• **Required work**:
Revise the listing below by changing "every instance" to "each instance" and leave everything else unchanged.

• **Task input**:
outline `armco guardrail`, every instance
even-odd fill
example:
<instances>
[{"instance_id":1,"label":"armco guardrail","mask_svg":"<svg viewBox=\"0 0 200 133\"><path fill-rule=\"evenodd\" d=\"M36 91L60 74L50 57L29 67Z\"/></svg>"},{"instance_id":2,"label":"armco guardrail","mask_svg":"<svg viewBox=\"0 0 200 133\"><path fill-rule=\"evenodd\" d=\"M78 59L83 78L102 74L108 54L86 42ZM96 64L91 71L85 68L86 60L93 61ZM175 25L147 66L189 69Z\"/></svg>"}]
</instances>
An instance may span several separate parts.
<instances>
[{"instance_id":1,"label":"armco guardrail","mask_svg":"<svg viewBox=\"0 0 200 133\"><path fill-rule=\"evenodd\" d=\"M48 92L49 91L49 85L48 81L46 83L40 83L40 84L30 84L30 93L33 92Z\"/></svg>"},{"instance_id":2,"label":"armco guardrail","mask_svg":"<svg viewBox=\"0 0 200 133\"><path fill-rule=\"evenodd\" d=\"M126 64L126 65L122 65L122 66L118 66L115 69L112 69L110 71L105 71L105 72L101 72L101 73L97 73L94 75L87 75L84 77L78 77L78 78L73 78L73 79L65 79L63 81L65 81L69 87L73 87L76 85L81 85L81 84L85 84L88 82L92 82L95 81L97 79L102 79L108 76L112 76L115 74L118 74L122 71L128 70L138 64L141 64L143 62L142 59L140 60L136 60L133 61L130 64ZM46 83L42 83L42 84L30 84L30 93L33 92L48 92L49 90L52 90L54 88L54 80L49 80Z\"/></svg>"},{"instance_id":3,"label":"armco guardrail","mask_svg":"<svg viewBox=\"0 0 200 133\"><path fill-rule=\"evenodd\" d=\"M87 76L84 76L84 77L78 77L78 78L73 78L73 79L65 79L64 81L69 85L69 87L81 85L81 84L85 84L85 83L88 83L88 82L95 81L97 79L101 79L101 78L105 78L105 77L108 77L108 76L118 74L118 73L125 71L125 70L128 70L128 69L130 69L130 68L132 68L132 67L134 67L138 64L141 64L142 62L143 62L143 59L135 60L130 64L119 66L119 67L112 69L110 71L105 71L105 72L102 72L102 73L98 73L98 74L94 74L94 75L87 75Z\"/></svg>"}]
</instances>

• **Worked solution**:
outline `armco guardrail`, each instance
even-odd fill
example:
<instances>
[{"instance_id":1,"label":"armco guardrail","mask_svg":"<svg viewBox=\"0 0 200 133\"><path fill-rule=\"evenodd\" d=\"M36 91L60 74L50 57L29 67Z\"/></svg>"},{"instance_id":2,"label":"armco guardrail","mask_svg":"<svg viewBox=\"0 0 200 133\"><path fill-rule=\"evenodd\" d=\"M78 59L83 78L102 74L108 54L86 42ZM96 64L91 71L85 68L86 60L93 61ZM175 25L147 66L189 69Z\"/></svg>"}]
</instances>
An instance may span several separate parts.
<instances>
[{"instance_id":1,"label":"armco guardrail","mask_svg":"<svg viewBox=\"0 0 200 133\"><path fill-rule=\"evenodd\" d=\"M48 92L49 91L49 85L48 81L46 83L40 83L40 84L30 84L30 93L33 92Z\"/></svg>"},{"instance_id":2,"label":"armco guardrail","mask_svg":"<svg viewBox=\"0 0 200 133\"><path fill-rule=\"evenodd\" d=\"M126 64L126 65L122 65L122 66L118 66L115 69L112 69L110 71L105 71L105 72L101 72L101 73L97 73L94 75L87 75L84 77L78 77L78 78L73 78L73 79L65 79L63 81L65 81L69 87L73 87L76 85L81 85L81 84L85 84L88 82L92 82L95 81L97 79L102 79L108 76L112 76L115 74L118 74L122 71L128 70L138 64L141 64L143 62L142 59L140 60L136 60L133 61L130 64ZM46 83L42 83L42 84L30 84L30 93L33 92L48 92L49 90L52 90L54 88L54 80L49 80Z\"/></svg>"},{"instance_id":3,"label":"armco guardrail","mask_svg":"<svg viewBox=\"0 0 200 133\"><path fill-rule=\"evenodd\" d=\"M87 76L84 76L84 77L78 77L78 78L73 78L73 79L65 79L64 81L69 85L69 87L81 85L81 84L85 84L85 83L88 83L88 82L95 81L97 79L101 79L101 78L105 78L105 77L108 77L108 76L118 74L118 73L125 71L125 70L128 70L128 69L130 69L130 68L132 68L132 67L134 67L138 64L141 64L142 62L143 62L143 59L135 60L130 64L119 66L119 67L112 69L110 71L105 71L105 72L102 72L102 73L98 73L98 74L94 74L94 75L87 75Z\"/></svg>"}]
</instances>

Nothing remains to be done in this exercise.